Last week, I wrote that getting large organizations to cop to using PostGIS was a hard lift, despite that fact that, anecdotally, I know that there is massive use of PostGIS in every sector, at every scale of institution.

Simple Clues

Here’s a huge tell that PostGIS is highly in demand: despite the fact that PostGIS is a relatively complex extension to build (it has numerous dependencies) and deploy (the upgrade path between versions can be complex) every single cloud offering of PostgreSQL includes PostGIS.

AWS, Google Cloud, Azure, Crunchy Bridge, Heroku, etc, etc. Also forked not-quite-Postgres things like Aurora and AlloyDB. Also not-Postgres-but-trying things like Cockroach and Yugabyte.

If PostGIS was a niche hobbyist project…? Complete the sentence any way you like.

Logos

True to form, I received a number of private messages from people working in or with major institutions you have heard of, confirming their PostGIS use, and the fact that the institution would not publicly validate it.

However, I also heard from a couple medium sized companies, which seem to be the only institutions willing to talk about how useful they find open source in growing their businesses.

--- SET EXERCISE A ---
Return the passage of the PostGIS text starting with "True to form, I" and going on through "growing their businesses.", copied word for word.
--- SET EXERCISE B ---
Write the next part of the text about PostGIS use at large organizations, picking up after its final sentence.
The records have no connection to the text about PostGIS use.

--- DATA RECORDS ---
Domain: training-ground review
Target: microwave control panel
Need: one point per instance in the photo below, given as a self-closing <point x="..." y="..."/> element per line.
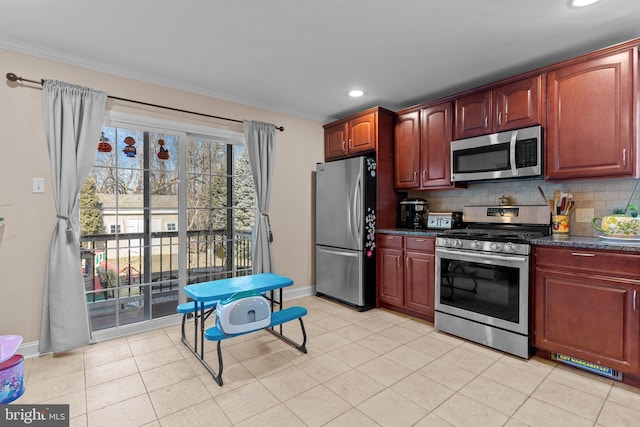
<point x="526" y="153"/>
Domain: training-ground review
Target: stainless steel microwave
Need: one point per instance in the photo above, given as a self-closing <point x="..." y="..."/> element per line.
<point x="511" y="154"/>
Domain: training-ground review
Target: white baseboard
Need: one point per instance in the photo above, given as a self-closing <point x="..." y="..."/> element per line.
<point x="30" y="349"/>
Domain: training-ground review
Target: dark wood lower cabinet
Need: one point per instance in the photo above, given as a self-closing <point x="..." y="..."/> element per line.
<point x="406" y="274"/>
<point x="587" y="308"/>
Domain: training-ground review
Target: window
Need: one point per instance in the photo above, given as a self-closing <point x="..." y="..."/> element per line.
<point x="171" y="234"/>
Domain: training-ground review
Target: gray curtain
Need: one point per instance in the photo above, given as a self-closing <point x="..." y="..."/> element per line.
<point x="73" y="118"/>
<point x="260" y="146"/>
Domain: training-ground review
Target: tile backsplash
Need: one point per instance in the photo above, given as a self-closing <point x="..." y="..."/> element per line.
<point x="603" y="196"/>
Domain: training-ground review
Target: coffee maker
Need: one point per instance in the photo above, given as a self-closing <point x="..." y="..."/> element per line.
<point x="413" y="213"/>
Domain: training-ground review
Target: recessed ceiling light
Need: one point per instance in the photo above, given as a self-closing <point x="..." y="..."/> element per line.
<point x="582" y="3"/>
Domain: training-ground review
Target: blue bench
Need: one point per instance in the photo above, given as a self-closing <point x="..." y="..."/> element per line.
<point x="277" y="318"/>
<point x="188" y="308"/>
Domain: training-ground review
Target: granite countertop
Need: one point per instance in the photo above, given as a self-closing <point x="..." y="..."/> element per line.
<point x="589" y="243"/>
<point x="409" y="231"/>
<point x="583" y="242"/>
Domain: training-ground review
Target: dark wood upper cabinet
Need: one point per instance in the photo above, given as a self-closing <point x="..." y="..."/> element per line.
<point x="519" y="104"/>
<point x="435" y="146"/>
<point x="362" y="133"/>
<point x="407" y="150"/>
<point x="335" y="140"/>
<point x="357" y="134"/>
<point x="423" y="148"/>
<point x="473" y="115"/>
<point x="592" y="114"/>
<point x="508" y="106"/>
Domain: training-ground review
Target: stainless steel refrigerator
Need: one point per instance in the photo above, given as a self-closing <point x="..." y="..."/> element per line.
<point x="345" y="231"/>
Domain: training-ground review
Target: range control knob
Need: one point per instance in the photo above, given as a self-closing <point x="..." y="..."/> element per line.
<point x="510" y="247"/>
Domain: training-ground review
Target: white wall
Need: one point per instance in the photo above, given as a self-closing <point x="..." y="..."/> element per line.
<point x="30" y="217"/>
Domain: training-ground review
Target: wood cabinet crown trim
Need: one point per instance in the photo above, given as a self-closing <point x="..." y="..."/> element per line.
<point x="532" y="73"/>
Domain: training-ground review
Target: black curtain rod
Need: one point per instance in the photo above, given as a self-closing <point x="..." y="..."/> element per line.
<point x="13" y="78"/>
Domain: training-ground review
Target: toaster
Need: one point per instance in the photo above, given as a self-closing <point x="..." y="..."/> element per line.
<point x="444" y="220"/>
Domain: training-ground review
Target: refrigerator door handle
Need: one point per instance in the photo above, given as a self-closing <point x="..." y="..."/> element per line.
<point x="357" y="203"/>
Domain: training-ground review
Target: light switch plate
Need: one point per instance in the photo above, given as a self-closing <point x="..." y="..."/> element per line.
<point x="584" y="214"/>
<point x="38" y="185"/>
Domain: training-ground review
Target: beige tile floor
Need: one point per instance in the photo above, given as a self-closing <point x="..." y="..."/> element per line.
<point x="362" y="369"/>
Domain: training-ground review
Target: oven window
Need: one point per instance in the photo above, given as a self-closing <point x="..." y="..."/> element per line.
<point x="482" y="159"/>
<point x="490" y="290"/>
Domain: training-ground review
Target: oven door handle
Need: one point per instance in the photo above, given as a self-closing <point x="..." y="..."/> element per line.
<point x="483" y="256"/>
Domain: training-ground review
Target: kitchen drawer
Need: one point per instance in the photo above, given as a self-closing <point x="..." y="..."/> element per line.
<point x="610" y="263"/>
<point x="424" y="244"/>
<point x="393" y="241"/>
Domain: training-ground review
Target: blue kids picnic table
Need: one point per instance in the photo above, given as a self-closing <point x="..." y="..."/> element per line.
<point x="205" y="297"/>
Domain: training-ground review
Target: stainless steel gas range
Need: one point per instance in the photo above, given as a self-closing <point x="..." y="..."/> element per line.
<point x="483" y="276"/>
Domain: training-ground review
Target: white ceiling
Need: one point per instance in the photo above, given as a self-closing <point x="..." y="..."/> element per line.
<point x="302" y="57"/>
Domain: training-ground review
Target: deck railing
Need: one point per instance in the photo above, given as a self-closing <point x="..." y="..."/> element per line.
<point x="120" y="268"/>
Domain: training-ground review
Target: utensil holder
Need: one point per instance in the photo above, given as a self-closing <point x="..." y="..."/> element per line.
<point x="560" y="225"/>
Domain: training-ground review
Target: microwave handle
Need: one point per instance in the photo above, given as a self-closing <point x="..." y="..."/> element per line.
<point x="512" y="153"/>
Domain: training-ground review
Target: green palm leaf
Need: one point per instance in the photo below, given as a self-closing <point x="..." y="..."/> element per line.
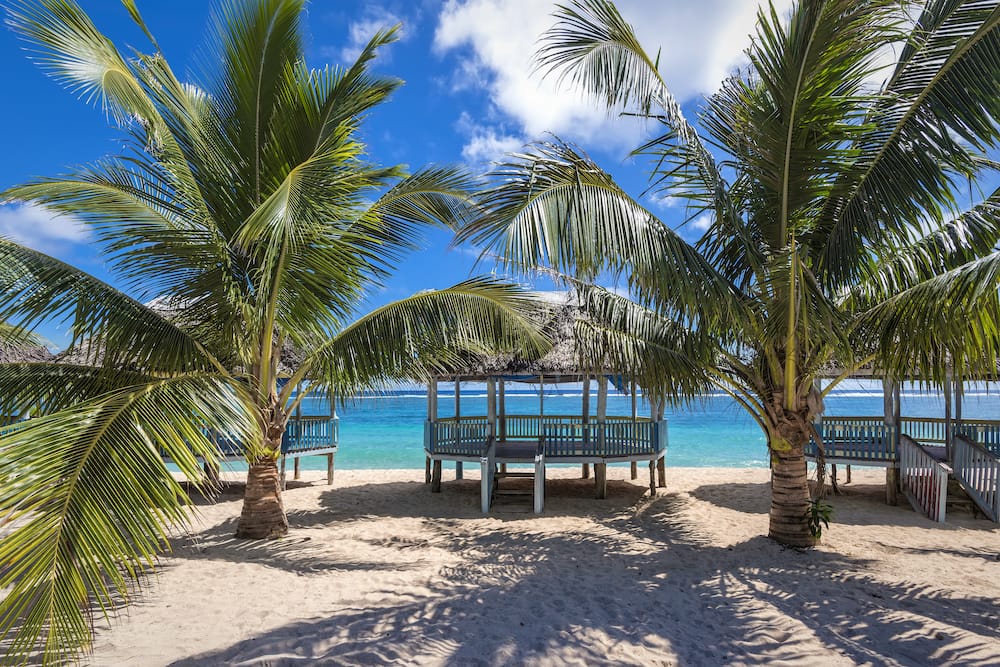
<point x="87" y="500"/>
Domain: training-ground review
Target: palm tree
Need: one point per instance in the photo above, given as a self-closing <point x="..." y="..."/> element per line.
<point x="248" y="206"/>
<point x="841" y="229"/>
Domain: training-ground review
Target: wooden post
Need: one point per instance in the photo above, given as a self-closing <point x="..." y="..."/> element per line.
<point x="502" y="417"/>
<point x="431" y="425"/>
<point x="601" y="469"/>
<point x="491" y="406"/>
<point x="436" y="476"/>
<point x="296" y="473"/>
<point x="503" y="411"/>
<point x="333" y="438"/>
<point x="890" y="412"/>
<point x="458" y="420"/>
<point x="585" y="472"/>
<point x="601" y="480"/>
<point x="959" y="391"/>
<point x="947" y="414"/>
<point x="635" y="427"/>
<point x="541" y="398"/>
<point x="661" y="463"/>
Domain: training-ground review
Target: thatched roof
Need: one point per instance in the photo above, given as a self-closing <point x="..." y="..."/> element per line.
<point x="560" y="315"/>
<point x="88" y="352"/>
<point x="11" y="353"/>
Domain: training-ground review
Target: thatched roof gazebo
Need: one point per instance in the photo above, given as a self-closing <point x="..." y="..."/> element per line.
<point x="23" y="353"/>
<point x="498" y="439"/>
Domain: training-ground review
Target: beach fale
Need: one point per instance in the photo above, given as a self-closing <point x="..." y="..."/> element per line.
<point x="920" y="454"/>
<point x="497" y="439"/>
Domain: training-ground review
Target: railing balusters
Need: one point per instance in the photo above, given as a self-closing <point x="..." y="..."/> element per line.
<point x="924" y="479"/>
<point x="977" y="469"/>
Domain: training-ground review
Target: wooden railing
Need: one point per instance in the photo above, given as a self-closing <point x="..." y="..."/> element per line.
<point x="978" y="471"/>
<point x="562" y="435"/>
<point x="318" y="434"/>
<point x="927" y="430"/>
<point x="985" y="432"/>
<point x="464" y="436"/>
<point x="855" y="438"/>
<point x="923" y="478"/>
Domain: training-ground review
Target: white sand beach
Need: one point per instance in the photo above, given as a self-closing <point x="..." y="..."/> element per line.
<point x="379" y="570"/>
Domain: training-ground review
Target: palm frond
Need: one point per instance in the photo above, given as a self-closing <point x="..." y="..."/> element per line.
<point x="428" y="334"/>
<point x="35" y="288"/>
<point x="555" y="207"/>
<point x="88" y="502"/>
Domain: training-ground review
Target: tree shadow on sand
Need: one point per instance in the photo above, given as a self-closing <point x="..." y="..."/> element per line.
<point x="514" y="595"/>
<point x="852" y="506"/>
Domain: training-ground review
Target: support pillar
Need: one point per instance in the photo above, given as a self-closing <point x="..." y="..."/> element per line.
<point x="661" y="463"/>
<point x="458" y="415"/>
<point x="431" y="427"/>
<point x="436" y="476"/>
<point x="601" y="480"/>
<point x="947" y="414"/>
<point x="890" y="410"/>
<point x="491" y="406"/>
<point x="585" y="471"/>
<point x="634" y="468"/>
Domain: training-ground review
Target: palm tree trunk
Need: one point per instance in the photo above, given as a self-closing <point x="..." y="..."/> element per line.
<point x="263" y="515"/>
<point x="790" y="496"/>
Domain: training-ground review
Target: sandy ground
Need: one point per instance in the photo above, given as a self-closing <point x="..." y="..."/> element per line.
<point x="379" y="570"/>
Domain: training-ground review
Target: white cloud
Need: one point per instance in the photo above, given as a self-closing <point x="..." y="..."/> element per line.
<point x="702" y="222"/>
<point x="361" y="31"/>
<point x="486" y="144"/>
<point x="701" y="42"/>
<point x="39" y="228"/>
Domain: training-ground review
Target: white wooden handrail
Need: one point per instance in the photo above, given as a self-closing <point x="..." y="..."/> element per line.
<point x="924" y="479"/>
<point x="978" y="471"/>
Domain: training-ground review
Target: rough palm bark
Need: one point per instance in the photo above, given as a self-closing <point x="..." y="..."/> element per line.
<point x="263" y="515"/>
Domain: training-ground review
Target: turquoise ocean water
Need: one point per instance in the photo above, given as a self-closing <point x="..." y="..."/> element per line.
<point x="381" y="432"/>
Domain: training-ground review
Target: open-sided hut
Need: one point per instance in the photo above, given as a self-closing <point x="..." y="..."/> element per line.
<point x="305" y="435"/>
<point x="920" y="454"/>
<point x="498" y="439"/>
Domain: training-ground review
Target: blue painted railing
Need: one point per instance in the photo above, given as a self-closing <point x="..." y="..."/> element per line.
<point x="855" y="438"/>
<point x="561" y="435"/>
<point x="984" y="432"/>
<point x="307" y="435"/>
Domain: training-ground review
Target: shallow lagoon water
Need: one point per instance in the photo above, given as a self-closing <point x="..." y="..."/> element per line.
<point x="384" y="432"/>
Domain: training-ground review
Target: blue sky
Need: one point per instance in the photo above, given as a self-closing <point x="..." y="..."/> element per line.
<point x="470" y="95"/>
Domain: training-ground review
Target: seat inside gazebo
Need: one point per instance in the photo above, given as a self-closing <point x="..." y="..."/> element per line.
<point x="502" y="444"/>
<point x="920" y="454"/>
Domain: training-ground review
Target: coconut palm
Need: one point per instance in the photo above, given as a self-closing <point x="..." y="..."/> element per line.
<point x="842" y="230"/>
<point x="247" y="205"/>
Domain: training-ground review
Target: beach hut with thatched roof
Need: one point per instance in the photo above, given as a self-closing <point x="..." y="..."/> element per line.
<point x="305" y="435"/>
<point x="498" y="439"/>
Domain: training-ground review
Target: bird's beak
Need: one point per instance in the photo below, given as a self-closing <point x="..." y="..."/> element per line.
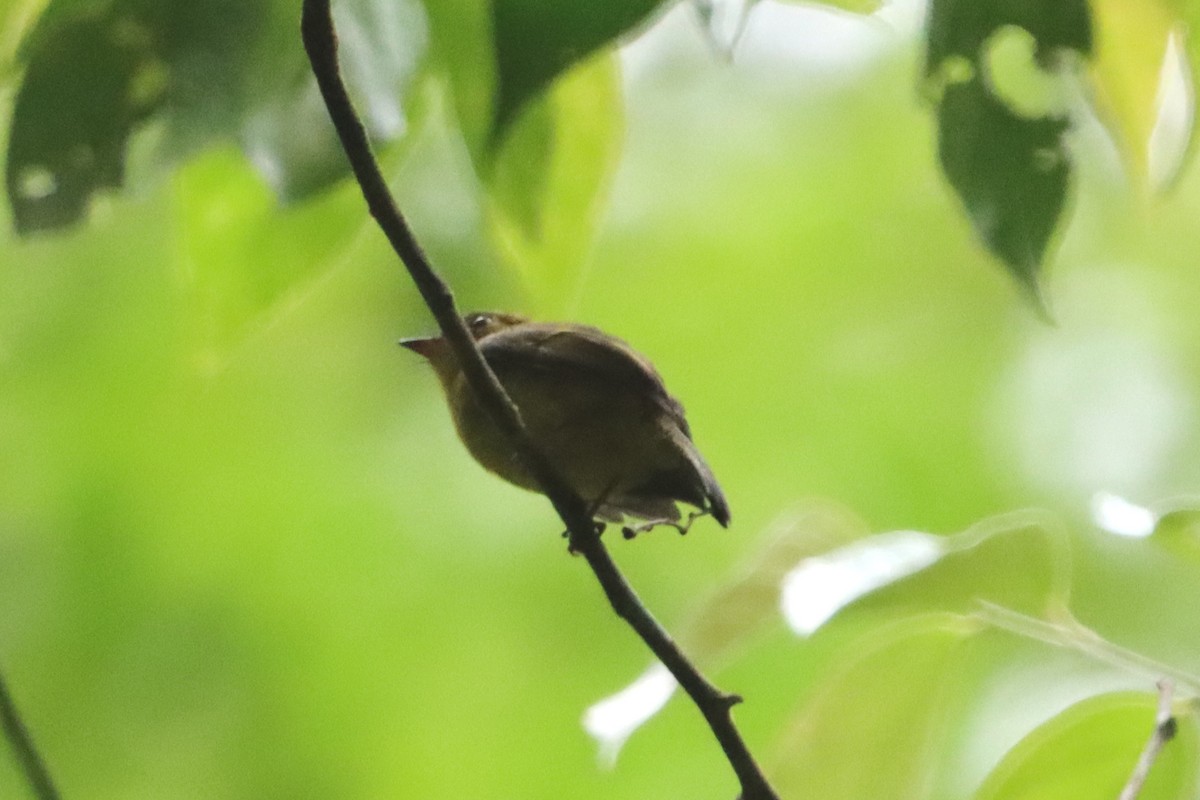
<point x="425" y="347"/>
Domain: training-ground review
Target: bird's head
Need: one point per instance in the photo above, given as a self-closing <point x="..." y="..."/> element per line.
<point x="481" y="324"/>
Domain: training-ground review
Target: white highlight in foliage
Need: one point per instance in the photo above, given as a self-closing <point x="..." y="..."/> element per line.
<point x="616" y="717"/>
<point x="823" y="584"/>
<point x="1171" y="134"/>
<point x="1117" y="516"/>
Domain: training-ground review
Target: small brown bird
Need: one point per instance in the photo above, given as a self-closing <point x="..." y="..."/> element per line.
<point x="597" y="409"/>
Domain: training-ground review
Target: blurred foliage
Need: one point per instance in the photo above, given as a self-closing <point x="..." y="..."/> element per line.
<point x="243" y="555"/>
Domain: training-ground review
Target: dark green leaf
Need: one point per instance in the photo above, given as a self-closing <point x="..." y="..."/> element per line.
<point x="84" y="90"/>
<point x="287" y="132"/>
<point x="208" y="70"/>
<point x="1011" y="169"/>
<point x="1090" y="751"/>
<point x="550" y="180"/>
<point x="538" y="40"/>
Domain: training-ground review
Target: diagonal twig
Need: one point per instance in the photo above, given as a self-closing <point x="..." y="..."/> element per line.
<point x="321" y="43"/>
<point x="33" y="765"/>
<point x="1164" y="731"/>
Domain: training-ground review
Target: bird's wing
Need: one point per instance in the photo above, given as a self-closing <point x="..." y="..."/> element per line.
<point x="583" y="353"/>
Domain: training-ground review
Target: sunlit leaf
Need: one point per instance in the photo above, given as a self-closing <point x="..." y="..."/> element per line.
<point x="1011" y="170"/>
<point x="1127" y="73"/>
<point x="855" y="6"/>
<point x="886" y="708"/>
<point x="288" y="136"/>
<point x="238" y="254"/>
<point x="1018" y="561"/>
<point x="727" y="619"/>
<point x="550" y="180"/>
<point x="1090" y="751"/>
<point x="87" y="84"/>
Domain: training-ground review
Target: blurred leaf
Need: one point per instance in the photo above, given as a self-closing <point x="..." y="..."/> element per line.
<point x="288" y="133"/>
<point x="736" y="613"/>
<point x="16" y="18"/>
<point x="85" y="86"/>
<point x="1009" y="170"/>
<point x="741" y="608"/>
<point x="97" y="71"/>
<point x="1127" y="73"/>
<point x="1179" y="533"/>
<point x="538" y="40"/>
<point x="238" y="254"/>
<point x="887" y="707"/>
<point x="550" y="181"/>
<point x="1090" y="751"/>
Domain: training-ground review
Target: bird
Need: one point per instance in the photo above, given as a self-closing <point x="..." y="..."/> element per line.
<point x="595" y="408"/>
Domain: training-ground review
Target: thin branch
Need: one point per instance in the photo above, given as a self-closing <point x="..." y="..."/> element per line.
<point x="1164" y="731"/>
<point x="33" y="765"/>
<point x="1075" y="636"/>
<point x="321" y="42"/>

--- RESPONSE A ---
True to form, I received a number of private messages from people working in or with major institutions you have heard of, confirming their PostGIS use, and the fact that the institution would not publicly validate it.

However, I also heard from a couple medium sized companies, which seem to be the only institutions willing to talk about how useful they find open source in growing their businesses.

--- RESPONSE B ---
Hailey Eckstrand of Foundry Spatial writes to say:

Foundry Spatial uses PostGIS in development and production. In development we use it as our GIS processing engine and warehouse. We integrate spatial data (often including rasters that have been loaded into PostGIS) into a watershed fabric and process summaries for millions of watersheds across North America. We often use it in production with open source web tooling to return results through an API based on user input. One of our more complex usages is to return raster results within polygons and along networks within a user supplied distance from a click location. We find the ease and power of summarizing and analyzing many spatial datasets with a single SQL query to be flexible, performant, efficient, and… FUN!

Dian Fay of Understory writes in:

We use PostGIS at Understory to track and record storms, manage fleets of weather stations, and optimize geographic risk concentration for insurance. PostGIS lets us do all this with the database tools we already know & love, and without severing the connections between geographic and other categories of information.